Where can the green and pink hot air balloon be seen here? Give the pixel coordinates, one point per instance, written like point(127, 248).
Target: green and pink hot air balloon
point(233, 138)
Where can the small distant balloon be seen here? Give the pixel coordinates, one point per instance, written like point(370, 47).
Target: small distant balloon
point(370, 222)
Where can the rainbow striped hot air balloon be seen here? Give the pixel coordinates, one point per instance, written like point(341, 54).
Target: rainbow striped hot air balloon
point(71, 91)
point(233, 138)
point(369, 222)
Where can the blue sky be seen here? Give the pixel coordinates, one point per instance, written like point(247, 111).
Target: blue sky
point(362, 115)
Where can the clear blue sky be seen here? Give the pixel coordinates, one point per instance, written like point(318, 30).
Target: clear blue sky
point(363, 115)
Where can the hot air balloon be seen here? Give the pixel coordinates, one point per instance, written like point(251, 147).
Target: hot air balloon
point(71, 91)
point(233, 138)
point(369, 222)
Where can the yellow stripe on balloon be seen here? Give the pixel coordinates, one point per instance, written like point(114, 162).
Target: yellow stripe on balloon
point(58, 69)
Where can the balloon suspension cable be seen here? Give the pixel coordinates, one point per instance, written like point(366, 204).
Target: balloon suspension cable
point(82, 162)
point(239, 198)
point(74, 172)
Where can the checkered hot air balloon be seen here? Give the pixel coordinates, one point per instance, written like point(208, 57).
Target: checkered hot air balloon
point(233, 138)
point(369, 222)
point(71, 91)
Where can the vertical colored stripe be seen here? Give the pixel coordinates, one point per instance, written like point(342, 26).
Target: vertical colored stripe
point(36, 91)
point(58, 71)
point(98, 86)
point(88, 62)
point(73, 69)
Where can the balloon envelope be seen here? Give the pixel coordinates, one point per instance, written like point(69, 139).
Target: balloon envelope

=====

WHAT TO PRODUCE:
Reproduce each record shown above without altering a single word.

RESPONSE TO THIS TASK:
Where can the green and pink hot air balloon be seen here? Give the pixel coordinates, one point per instance, written like point(127, 248).
Target: green and pink hot air balloon
point(233, 138)
Where can the small distant balloon be seen here? Give the pixel coordinates, one point per instance, written like point(370, 47).
Target: small distant balloon
point(370, 222)
Where can the rainbow striped hot air balloon be seen here? Give the pixel coordinates, one point per instance, written like point(341, 54).
Target: rainbow striped hot air balloon
point(71, 91)
point(233, 138)
point(369, 222)
Where can the blue sky be seen here? Give the pixel coordinates, one point per instance, written like point(247, 111).
Target: blue sky
point(362, 115)
Where can the clear blue sky be seen here? Give the pixel coordinates, one point per instance, written like point(318, 30).
Target: clear blue sky
point(363, 115)
Where can the hot air balloon be seen here? Give the pixel coordinates, one point per instance, written like point(251, 147).
Target: hot air balloon
point(71, 91)
point(233, 138)
point(369, 222)
Where can the yellow stripe on balloon be seen here? Give the pixel coordinates, one point per instance, written like point(114, 162).
Target: yellow stripe on balloon
point(58, 69)
Where can the balloon suspension cable be seen here? Give the pixel coordinates, one point per instance, written like point(366, 204).
Target: balloon suspension cable
point(82, 162)
point(239, 198)
point(74, 172)
Where can the checkered hot air balloon be seen here? Give the pixel coordinates, one point per instance, written like point(208, 57).
Target: checkered hot air balloon
point(233, 138)
point(369, 222)
point(71, 91)
Where can the vertical colored stripe be seen here? Give the pixel coordinates, one point per instance, written like point(342, 26).
Target: vertical colored stripe
point(36, 91)
point(58, 71)
point(98, 86)
point(88, 62)
point(73, 69)
Where can the balloon envelope be seen here? Give the pixel coordinates, one point per instance, written like point(69, 139).
Target: balloon envelope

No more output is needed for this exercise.